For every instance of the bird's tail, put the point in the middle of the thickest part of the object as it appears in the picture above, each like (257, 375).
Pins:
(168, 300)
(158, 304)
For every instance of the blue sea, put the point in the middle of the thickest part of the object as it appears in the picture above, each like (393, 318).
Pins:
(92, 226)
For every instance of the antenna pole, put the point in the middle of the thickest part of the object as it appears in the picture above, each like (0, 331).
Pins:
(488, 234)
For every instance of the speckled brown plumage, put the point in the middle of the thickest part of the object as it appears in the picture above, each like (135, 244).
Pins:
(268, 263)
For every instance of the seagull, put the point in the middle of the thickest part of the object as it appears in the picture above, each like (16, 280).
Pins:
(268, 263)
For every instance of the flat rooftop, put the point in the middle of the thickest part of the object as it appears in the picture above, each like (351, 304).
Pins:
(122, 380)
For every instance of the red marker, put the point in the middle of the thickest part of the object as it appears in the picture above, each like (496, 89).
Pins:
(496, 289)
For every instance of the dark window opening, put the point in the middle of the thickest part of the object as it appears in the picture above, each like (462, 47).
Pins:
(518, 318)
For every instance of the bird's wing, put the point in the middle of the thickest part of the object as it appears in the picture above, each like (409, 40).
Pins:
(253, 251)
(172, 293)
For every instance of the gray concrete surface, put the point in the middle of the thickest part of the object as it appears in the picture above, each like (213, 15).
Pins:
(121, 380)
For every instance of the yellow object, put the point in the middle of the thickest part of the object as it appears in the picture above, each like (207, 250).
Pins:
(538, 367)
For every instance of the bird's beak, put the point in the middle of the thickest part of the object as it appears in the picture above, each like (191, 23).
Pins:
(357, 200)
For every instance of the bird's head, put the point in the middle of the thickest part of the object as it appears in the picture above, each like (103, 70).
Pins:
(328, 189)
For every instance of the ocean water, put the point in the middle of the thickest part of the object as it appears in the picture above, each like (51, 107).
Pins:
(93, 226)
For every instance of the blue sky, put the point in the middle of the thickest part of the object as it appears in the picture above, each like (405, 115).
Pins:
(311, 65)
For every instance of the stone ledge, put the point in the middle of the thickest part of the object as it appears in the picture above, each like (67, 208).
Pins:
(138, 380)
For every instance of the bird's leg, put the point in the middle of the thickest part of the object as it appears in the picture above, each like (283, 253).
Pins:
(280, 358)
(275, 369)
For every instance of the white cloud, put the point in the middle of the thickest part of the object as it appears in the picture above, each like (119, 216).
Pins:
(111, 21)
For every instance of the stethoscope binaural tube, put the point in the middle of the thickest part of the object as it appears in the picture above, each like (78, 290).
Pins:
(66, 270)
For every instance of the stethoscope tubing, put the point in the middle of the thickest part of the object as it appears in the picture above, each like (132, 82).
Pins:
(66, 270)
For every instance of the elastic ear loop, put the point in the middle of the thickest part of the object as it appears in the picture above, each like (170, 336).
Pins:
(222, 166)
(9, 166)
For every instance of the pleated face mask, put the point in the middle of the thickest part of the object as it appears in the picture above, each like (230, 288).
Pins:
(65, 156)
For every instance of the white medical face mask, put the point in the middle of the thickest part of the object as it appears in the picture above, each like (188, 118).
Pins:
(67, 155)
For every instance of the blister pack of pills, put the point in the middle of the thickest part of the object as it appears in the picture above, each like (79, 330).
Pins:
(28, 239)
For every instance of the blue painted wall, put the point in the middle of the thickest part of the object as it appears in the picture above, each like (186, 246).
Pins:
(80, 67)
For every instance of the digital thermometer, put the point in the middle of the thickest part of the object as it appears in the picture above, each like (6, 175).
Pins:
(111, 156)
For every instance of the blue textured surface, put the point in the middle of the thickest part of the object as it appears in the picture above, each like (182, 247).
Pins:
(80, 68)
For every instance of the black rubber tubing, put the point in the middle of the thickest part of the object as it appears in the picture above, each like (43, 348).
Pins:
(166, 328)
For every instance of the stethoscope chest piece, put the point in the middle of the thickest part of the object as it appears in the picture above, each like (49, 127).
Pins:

- WORK TO BE COMPLETED -
Copy exactly, word for word, the line with "For every instance of the digital" through the final line of the listing.

- THE RESPONSE -
For every instance of the digital thermometer, put the point in the middle of the thickest part of the object as it appears in the picture above, each like (6, 175).
Pins:
(111, 156)
For every instance of the blue textured surface, put the point in the middle of the thickest part of the object as it appears in the picture above, each like (182, 247).
Pins:
(80, 68)
For every instance of the black rubber tubing, put the point in the middle of the thickest part of the object as it appears in the picture above, each like (43, 348).
Pins:
(166, 328)
For every instance of the stethoscope chest piece, put the point in the middle of the thickest part of the object as it appears in the picture above, each like (49, 127).
Pins:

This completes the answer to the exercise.